§ **RAW DATA**:
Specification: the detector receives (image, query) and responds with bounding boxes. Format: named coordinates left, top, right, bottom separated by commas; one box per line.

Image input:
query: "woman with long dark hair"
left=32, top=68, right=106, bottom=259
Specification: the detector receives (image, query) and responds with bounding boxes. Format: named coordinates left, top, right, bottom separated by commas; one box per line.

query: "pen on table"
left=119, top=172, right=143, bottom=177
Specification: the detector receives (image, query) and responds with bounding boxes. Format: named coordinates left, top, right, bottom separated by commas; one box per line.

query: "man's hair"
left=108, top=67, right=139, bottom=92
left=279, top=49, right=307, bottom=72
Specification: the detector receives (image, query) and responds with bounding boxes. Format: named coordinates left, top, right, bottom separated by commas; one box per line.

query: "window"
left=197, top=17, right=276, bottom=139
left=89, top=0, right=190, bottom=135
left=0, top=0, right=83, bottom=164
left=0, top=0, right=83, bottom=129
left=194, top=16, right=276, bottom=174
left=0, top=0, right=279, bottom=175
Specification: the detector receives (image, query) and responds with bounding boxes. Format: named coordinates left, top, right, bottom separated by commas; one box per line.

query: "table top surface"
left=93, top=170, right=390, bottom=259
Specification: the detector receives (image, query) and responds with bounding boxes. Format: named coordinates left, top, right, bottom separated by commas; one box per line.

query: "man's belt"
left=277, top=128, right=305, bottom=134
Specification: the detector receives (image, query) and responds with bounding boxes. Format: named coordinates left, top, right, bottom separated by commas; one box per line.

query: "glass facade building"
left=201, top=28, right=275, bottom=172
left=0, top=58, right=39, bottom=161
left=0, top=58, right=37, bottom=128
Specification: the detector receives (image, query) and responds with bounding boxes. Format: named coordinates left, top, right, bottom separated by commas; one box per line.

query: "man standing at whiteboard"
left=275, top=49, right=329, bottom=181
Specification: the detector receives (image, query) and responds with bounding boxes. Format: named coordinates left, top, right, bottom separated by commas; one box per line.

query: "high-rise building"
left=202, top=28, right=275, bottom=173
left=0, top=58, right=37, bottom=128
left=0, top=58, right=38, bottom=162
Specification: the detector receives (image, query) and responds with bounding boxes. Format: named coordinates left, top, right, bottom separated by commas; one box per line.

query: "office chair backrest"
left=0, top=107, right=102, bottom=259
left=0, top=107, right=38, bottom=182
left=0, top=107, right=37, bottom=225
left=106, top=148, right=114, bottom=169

§ **WHAT THE TASK ASKS**:
Would you retype all of the data exactly as shown?

§ **ANSWER BELOW**:
Specification: the detector receives (image, query) and responds with bounding boxes. Format: named coordinates left, top, right, bottom separated by commas; one box per line.

Image input:
query: "woman with long dark hair"
left=32, top=68, right=106, bottom=259
Specification: the detector receives (image, query) and responds with bounding boxes. Format: named coordinates left, top, right, bottom separated by commas; one box per line.

query: "pen on table"
left=119, top=172, right=143, bottom=177
Specification: the detector receives (image, query) and responds with bounding boxes. Format: named coordinates left, top, right, bottom separated by commas; one box per line.

query: "man's hair"
left=108, top=67, right=139, bottom=92
left=279, top=49, right=307, bottom=72
Specification: the detector receives (image, query) and responds with bounding boxes. Format: named coordinates left, top, right, bottom separated by commas; one box per line.

query: "window"
left=197, top=17, right=276, bottom=139
left=89, top=0, right=190, bottom=135
left=0, top=0, right=83, bottom=164
left=0, top=0, right=83, bottom=129
left=194, top=16, right=276, bottom=174
left=0, top=0, right=279, bottom=175
Specification: the detector receives (image, query) and responds with bounding boxes. Format: named coordinates left, top, right, bottom separated by commas; one box per line.

query: "table top surface"
left=93, top=170, right=390, bottom=259
Specification: the detector receives (image, query) and responds with bounding boxes. Format: named coordinates left, top, right, bottom separated by commas; one box per line.

query: "man's belt"
left=277, top=128, right=305, bottom=134
Specification: the detector receives (image, query) and responds with bounding boxes. Format: named coordinates left, top, right, bottom separated by commas; one box per line.

query: "glass facade building"
left=201, top=28, right=275, bottom=172
left=0, top=58, right=39, bottom=161
left=0, top=58, right=37, bottom=128
Specification: the detector receives (image, query) and responds with bounding boxes. Format: named coordinates left, top, right, bottom separated by commas; one box per line.

query: "man standing at whiteboard"
left=275, top=49, right=329, bottom=181
Specification: the detector receives (image, query) and responds with bounding boxes. Format: named coordinates left, top, right, bottom separated by commas; one box per line.

query: "high-rise building"
left=202, top=28, right=275, bottom=173
left=0, top=58, right=37, bottom=128
left=0, top=58, right=38, bottom=162
Specification: the detector receives (image, query) and responds with bounding boxes. Format: named coordinates left, top, right, bottom separated by commas; one box per line.

query: "office chair backrest"
left=0, top=107, right=102, bottom=259
left=0, top=107, right=38, bottom=182
left=0, top=107, right=37, bottom=225
left=106, top=148, right=114, bottom=169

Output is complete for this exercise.